Every line below that contains "railing" is to be copied.

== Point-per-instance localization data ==
=== Section Start ===
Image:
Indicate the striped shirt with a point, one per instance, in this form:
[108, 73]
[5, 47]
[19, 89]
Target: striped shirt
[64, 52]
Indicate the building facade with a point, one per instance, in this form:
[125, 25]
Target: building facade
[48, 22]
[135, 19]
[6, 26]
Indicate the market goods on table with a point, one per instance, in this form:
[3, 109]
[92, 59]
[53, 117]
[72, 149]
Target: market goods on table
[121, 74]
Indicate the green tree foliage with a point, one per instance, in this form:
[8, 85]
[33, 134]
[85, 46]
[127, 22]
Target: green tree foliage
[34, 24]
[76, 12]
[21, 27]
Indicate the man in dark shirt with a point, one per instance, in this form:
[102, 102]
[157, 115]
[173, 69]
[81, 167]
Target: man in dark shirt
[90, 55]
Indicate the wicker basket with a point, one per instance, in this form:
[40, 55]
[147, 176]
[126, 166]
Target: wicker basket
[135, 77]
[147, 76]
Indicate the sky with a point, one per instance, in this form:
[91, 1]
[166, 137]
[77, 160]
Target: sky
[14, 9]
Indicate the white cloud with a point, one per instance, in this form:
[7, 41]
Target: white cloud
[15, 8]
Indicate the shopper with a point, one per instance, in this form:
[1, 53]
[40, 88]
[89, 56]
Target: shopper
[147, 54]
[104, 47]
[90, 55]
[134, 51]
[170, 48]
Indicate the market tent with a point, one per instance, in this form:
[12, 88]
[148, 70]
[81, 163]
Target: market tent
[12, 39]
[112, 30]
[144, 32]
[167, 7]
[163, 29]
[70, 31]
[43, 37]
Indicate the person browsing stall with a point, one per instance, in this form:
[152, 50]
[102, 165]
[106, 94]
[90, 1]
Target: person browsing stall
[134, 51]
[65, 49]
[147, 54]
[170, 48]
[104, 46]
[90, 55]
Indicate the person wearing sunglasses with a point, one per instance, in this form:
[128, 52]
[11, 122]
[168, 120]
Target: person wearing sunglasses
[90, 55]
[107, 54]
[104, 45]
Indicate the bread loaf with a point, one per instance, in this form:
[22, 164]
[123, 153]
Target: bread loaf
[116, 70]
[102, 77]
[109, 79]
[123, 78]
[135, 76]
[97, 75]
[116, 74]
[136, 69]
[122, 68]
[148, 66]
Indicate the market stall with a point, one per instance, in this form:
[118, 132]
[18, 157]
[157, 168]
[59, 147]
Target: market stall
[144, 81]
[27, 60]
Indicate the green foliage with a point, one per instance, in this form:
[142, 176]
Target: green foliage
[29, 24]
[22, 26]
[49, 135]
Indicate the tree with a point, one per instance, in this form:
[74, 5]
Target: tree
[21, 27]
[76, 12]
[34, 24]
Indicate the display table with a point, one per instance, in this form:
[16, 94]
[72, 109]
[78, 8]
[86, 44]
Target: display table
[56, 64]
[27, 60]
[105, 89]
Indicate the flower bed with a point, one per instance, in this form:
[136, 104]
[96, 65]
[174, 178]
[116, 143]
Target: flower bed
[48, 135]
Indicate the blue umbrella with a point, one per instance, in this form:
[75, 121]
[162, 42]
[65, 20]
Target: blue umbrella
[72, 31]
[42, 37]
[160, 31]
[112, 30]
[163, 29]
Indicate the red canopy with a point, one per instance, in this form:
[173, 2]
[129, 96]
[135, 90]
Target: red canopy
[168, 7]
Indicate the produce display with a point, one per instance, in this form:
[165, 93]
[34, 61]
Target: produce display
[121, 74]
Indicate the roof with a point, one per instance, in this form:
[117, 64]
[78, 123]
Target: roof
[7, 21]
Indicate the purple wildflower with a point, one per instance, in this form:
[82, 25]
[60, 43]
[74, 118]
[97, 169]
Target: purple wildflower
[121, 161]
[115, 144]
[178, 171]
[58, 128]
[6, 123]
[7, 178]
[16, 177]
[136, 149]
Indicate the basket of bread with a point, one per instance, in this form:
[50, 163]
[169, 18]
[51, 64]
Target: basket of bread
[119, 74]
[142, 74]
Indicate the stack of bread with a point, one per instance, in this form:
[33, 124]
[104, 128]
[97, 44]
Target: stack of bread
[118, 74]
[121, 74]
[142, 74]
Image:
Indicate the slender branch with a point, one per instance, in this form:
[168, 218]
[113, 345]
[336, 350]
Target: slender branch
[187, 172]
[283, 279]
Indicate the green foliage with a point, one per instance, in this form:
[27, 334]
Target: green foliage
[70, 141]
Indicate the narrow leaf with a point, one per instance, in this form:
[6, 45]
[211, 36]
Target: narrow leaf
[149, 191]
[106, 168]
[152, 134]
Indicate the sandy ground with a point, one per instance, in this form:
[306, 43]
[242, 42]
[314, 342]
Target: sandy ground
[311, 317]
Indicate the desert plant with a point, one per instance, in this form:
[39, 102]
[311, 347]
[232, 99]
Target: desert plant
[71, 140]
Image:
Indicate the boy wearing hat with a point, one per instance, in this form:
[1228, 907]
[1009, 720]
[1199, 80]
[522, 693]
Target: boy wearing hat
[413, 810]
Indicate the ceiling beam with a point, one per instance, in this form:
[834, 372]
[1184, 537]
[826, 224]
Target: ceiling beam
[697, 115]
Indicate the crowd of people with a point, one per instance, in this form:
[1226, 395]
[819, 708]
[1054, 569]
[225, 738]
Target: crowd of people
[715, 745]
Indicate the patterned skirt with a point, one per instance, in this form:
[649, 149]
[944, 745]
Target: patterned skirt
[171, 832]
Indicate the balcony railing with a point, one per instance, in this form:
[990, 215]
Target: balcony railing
=== Section End ===
== SOLUTION TO THIS PROBLEM ==
Indicate the balcony railing with a point, one per instance, in this form:
Target: balcony railing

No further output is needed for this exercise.